- Aim of the exercise
Exactly the lines from the one containing "of the nose" through the end of the data below are to be reproduced, and nothing besides them.

- Record excerpts
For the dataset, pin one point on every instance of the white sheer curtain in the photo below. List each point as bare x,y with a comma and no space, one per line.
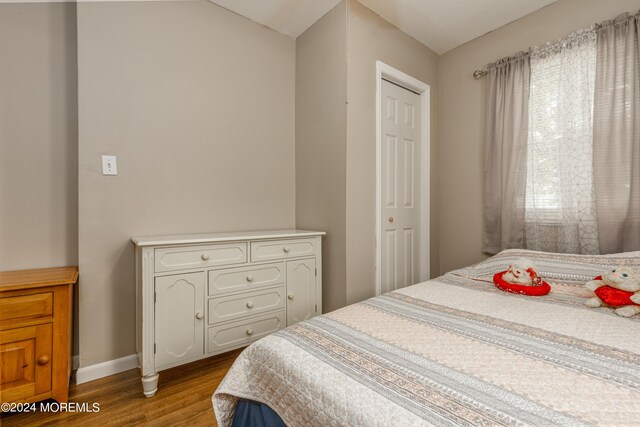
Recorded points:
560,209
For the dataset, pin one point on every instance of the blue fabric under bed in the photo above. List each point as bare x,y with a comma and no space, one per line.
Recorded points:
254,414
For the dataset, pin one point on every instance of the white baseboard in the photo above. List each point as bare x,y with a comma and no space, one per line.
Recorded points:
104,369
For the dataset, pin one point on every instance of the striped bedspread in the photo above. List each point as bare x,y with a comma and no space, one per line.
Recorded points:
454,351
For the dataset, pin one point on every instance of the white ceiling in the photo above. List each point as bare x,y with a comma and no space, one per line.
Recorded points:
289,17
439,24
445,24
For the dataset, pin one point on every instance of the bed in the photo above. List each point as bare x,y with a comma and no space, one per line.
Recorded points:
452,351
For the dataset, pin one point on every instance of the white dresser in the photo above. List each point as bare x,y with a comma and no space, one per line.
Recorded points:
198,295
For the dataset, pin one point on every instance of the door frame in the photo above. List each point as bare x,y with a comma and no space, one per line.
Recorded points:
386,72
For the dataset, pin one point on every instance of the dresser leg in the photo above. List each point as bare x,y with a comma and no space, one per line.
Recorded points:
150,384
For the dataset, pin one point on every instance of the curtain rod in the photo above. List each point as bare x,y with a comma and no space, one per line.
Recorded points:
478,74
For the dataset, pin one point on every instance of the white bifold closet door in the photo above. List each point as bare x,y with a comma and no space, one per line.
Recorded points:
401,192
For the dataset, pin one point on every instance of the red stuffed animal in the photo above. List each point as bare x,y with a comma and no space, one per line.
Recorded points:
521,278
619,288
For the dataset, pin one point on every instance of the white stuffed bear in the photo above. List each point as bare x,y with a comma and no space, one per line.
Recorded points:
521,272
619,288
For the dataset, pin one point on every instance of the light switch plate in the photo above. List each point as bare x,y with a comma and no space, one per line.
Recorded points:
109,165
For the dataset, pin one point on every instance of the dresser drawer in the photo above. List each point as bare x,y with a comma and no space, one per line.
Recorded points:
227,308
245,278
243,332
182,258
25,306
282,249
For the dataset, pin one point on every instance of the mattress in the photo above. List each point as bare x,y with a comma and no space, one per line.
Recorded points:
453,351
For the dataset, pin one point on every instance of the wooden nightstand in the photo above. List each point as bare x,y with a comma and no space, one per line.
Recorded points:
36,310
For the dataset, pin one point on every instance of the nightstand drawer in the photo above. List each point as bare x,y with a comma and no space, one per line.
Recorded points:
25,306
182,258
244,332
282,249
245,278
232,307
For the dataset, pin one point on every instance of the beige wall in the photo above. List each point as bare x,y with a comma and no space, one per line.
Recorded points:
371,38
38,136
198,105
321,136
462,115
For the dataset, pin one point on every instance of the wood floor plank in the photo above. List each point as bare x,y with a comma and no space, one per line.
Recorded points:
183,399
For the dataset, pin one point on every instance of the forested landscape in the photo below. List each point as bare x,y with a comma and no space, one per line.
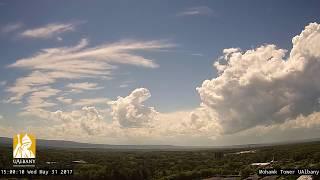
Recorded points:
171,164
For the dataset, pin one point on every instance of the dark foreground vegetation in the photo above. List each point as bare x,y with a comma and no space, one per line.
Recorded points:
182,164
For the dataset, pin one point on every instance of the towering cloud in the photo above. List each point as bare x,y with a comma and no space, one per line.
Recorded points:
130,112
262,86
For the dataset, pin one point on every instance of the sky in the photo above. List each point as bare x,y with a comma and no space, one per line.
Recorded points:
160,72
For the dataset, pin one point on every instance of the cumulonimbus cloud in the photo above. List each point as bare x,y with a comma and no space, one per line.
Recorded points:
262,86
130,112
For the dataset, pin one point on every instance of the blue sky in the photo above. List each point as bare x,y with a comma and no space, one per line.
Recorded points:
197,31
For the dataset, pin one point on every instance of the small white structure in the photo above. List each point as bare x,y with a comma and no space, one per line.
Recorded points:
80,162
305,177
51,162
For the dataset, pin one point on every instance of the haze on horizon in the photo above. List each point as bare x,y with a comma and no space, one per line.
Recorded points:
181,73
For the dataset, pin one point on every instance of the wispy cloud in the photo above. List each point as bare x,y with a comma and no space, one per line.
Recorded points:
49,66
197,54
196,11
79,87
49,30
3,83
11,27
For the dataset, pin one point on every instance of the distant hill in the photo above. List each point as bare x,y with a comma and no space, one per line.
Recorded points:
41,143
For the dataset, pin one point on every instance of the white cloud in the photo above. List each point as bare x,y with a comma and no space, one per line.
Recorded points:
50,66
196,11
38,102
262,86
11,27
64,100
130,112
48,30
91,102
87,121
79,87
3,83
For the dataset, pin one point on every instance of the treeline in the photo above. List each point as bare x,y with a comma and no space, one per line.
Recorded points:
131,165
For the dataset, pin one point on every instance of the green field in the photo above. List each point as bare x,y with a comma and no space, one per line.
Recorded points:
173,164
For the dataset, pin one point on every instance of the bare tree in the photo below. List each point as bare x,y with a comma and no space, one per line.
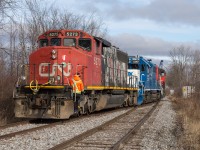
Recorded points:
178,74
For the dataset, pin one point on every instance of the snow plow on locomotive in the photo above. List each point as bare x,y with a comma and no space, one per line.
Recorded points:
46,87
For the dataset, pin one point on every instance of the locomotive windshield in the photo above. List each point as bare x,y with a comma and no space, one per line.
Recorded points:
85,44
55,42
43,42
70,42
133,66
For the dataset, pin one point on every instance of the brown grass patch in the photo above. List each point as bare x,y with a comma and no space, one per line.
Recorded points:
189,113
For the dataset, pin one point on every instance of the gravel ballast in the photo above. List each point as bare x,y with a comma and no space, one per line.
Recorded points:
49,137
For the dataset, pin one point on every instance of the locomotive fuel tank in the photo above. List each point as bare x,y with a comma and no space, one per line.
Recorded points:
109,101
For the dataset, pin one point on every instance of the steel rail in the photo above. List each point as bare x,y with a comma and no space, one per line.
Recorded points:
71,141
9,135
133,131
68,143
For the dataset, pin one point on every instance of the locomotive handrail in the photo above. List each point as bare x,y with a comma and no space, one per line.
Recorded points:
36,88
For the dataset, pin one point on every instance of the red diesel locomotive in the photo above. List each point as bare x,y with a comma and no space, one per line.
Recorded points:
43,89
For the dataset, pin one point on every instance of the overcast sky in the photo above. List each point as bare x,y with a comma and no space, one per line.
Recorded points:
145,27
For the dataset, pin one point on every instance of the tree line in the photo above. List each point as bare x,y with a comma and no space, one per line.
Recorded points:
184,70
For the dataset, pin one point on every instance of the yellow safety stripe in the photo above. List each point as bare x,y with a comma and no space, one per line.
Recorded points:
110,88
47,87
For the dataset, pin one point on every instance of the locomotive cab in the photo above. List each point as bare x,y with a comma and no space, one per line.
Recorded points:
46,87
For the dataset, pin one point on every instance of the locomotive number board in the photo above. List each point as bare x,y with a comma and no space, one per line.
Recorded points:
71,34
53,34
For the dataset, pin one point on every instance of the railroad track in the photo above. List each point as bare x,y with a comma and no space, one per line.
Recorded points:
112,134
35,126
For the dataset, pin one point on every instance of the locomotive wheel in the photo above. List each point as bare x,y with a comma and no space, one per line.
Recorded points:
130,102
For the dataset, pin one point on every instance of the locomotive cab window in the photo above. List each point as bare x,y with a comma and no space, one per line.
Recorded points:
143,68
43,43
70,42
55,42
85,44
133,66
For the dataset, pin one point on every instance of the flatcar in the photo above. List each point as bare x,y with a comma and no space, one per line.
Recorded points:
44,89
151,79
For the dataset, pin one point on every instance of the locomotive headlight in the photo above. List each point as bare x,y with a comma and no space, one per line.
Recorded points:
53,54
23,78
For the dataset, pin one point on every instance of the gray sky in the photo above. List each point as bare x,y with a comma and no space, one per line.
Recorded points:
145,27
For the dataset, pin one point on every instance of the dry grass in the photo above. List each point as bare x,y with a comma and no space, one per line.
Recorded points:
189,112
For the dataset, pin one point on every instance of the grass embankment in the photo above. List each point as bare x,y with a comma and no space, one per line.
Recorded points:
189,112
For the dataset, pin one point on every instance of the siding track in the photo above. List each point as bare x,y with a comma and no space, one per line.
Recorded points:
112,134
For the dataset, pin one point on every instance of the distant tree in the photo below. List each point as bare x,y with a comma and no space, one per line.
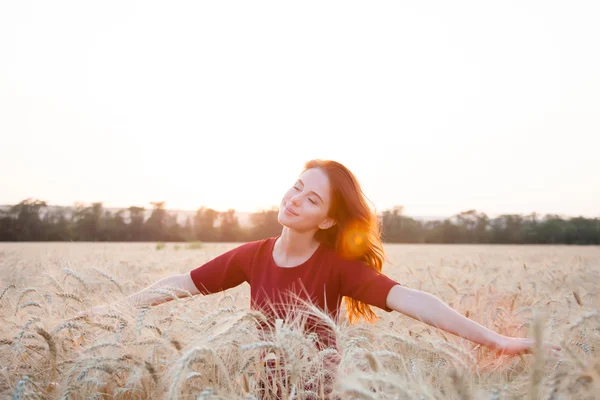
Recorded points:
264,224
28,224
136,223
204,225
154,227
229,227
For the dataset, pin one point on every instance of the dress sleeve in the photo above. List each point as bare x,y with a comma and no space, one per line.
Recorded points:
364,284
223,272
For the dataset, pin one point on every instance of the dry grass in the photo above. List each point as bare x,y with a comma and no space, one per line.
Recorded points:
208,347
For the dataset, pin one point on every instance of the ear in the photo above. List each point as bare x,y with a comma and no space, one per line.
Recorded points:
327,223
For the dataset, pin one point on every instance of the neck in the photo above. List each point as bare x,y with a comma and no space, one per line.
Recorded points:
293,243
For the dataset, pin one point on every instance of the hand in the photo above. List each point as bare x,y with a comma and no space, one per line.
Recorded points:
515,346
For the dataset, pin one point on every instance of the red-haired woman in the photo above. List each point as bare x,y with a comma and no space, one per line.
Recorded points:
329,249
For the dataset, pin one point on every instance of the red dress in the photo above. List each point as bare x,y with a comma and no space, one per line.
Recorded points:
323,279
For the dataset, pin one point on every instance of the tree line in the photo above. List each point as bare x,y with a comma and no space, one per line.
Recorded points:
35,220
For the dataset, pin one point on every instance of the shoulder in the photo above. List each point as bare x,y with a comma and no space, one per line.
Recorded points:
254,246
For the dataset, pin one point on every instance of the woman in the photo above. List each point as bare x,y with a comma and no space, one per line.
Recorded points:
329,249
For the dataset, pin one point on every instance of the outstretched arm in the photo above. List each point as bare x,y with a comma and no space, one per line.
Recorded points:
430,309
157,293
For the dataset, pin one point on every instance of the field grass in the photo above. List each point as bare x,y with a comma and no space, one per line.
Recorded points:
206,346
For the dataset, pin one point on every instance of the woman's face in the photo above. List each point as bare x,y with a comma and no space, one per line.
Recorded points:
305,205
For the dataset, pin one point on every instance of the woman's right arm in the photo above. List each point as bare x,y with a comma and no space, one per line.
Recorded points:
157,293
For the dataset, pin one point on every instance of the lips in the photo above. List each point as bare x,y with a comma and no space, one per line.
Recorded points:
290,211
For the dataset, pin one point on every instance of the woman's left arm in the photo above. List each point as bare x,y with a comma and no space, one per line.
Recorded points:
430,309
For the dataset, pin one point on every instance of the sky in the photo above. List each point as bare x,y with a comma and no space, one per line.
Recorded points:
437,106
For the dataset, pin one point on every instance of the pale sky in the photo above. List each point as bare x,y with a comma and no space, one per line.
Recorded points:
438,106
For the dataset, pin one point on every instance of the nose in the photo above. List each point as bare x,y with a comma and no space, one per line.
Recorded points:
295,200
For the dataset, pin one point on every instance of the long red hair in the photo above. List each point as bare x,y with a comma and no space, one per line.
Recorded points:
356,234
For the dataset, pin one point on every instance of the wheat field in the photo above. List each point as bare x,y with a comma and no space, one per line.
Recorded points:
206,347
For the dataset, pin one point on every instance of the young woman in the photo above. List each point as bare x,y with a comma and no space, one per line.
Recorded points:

- Right answer
For the dataset, pin one point on every instance of the nose in the photo above. List each point as bare x,y with a comma and no space, one per line.
Recorded points:
295,200
For the dataset, pin one point on every instance of the long red hair in the photo above. List each point as bare x,y with a comma and no space, one per line.
Recorded points:
356,234
For the dataset, pin one point on every instance of the wheat field in the photo above. List each point as bare x,y with a comma and no space, one per line.
Recorded points:
206,347
For the dataset, pin one point on every instance of the young woman in the photo above. List each point as bare x,y with a comma and no space, one per line.
Recorded points:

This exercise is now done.